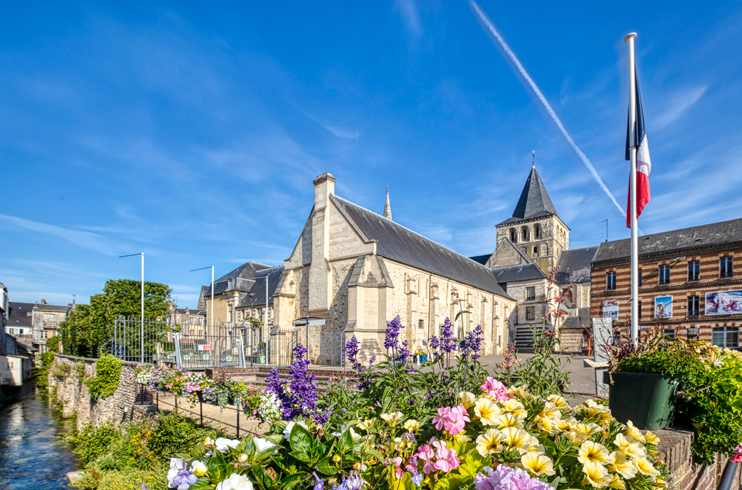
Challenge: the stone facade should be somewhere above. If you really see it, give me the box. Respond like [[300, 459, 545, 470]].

____

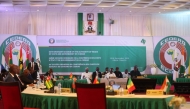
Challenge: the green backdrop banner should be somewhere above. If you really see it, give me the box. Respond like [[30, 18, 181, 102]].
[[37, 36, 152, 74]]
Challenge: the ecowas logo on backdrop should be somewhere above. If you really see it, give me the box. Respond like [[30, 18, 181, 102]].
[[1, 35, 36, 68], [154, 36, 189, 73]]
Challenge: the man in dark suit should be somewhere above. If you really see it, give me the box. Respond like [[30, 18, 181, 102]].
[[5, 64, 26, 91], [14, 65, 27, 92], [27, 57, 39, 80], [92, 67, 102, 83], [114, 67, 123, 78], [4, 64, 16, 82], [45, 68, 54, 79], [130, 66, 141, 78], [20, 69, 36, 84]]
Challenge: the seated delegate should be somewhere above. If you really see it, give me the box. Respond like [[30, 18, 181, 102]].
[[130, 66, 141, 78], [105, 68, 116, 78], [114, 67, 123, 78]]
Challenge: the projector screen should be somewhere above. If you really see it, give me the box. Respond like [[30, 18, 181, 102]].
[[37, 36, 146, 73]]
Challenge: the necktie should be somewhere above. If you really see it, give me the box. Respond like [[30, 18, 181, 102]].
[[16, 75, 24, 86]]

____

Count the rows above that contain the string "backdrop", and reply with only that number.

2